__Problem to work on__: Filter the entries below, keeping only the lines that contain the string "dark", and copy each such line in full.

__Entries from a pointing dataset__:
****************
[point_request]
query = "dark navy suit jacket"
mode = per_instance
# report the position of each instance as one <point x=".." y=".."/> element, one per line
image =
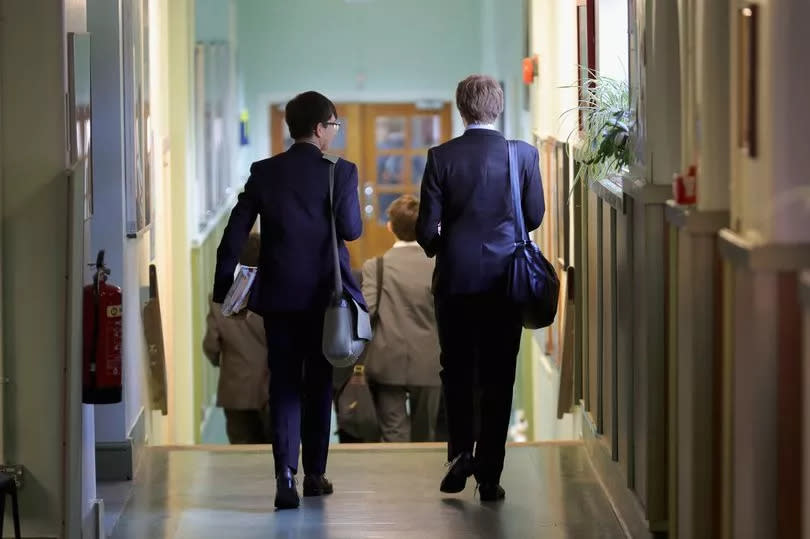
<point x="466" y="189"/>
<point x="290" y="192"/>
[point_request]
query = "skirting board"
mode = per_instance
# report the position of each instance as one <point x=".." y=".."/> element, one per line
<point x="117" y="461"/>
<point x="93" y="522"/>
<point x="625" y="504"/>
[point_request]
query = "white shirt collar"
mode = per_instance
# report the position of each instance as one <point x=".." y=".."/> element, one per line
<point x="491" y="127"/>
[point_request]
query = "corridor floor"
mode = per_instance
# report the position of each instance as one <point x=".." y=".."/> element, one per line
<point x="380" y="492"/>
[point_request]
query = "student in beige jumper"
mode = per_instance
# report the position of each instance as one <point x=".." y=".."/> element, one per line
<point x="237" y="345"/>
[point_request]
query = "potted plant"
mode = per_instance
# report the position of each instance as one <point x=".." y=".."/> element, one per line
<point x="601" y="140"/>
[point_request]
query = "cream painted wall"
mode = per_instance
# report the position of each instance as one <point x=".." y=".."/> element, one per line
<point x="770" y="198"/>
<point x="180" y="64"/>
<point x="553" y="39"/>
<point x="34" y="250"/>
<point x="790" y="86"/>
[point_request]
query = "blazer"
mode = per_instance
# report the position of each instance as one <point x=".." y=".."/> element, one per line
<point x="466" y="216"/>
<point x="290" y="193"/>
<point x="237" y="346"/>
<point x="405" y="348"/>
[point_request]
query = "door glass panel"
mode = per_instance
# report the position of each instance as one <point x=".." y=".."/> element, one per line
<point x="418" y="166"/>
<point x="286" y="139"/>
<point x="389" y="169"/>
<point x="339" y="142"/>
<point x="383" y="201"/>
<point x="390" y="132"/>
<point x="426" y="131"/>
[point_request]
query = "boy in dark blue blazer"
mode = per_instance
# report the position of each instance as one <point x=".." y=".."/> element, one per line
<point x="290" y="194"/>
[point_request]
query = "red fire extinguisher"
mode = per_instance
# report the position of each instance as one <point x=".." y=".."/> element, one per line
<point x="101" y="381"/>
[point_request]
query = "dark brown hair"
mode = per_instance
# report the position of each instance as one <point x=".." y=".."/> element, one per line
****************
__Solution to this exercise__:
query = "dark navy suit jacket"
query = "boy in dark blue blazer"
query = "dark brown hair"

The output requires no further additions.